Listed records –
-=-=-=-=-
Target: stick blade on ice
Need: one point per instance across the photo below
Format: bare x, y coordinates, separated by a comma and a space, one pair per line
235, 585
-=-=-=-=-
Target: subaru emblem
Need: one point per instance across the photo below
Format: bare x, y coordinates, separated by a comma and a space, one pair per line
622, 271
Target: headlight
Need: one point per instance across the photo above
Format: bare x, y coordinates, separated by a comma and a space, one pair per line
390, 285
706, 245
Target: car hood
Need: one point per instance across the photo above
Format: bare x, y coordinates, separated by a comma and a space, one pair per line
-=-=-=-=-
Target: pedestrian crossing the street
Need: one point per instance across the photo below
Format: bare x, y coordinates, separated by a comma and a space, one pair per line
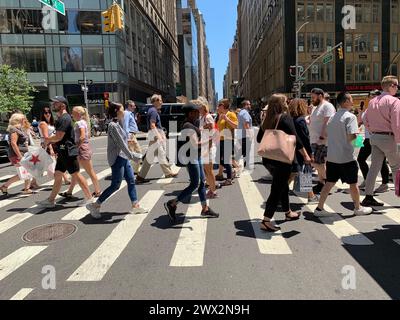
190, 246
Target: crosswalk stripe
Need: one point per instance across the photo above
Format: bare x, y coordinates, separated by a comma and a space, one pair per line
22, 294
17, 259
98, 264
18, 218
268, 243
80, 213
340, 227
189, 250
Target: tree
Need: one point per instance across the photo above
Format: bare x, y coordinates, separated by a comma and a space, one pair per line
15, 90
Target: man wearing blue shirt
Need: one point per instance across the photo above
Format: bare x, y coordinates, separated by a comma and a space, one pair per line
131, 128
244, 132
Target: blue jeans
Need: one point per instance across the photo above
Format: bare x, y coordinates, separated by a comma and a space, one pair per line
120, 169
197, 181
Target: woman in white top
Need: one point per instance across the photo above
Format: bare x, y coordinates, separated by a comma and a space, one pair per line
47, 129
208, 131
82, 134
-=-=-=-=-
What this task involves –
List each line in the items above that contains the string "blue". Matches are case-sensitive.

Exercise result –
Target: man wearing blue shirt
Target: blue jeans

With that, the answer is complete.